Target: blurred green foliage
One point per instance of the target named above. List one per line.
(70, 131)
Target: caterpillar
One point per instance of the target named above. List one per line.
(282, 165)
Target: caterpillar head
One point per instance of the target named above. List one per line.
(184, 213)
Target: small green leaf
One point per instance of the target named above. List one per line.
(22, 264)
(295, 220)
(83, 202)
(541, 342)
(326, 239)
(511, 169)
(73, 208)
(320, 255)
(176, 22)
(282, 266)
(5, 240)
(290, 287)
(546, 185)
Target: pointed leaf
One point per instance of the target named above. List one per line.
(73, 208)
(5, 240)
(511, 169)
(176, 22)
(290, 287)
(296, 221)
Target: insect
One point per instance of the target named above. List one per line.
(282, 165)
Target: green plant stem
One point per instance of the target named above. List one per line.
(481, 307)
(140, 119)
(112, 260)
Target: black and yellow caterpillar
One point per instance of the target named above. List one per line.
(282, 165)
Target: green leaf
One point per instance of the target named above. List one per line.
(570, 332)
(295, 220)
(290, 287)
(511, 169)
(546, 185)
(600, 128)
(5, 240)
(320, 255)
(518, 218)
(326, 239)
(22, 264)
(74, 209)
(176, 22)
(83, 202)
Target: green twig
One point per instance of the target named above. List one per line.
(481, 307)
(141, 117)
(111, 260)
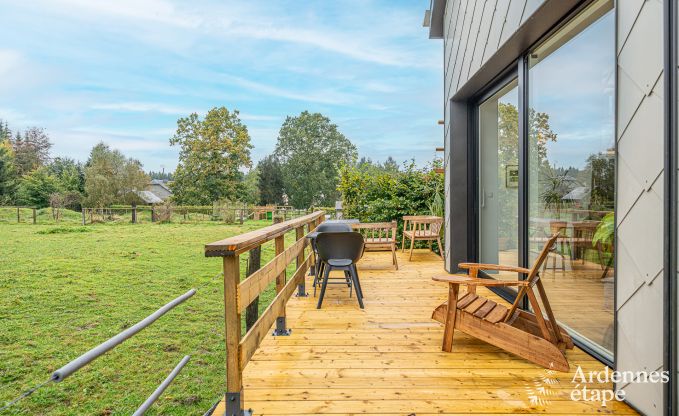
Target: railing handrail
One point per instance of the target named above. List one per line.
(244, 242)
(239, 295)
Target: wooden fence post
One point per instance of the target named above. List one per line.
(234, 373)
(279, 243)
(252, 311)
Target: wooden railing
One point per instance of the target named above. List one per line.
(239, 294)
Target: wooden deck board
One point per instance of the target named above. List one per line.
(387, 358)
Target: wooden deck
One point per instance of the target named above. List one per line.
(387, 358)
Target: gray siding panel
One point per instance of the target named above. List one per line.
(513, 20)
(471, 41)
(482, 39)
(640, 197)
(496, 28)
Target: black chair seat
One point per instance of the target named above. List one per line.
(339, 262)
(340, 251)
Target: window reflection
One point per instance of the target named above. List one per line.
(571, 170)
(499, 180)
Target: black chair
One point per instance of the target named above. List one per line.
(326, 228)
(340, 251)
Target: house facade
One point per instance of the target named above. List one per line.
(560, 117)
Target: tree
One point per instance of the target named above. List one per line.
(110, 177)
(212, 153)
(311, 149)
(270, 181)
(31, 150)
(69, 173)
(251, 187)
(36, 188)
(7, 173)
(5, 132)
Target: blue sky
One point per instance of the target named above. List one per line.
(122, 72)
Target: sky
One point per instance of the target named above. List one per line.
(123, 72)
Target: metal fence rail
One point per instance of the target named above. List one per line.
(101, 349)
(104, 347)
(161, 388)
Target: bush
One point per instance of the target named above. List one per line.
(377, 196)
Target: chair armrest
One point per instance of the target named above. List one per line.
(471, 281)
(498, 267)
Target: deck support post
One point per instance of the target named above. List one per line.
(281, 328)
(234, 372)
(301, 288)
(279, 244)
(234, 405)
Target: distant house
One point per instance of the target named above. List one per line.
(149, 197)
(159, 188)
(156, 192)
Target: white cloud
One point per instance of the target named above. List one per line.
(328, 96)
(142, 107)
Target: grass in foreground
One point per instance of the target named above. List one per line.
(66, 288)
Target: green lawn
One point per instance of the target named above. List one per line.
(66, 288)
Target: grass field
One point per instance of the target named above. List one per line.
(65, 288)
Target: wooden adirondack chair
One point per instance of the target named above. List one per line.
(528, 335)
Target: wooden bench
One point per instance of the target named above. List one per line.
(379, 236)
(422, 227)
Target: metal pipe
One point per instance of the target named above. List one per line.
(154, 396)
(104, 347)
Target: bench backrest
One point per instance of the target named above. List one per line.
(376, 230)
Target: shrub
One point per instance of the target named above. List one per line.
(378, 195)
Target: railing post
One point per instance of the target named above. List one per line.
(234, 374)
(252, 311)
(301, 288)
(279, 243)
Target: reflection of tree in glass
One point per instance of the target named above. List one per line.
(555, 185)
(508, 155)
(600, 171)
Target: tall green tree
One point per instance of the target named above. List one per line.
______
#### Work order
Repeat every line exactly, starting with the first line of the entries, and stop once the line containing "Target: caterpillar head" has been given.

#### Result
Target: blurred green foliage
One point per instance of the target named above. List one per line.
(70, 131)
Target: caterpillar
One point per instance of the target named above. List one per line.
(282, 165)
Target: caterpillar head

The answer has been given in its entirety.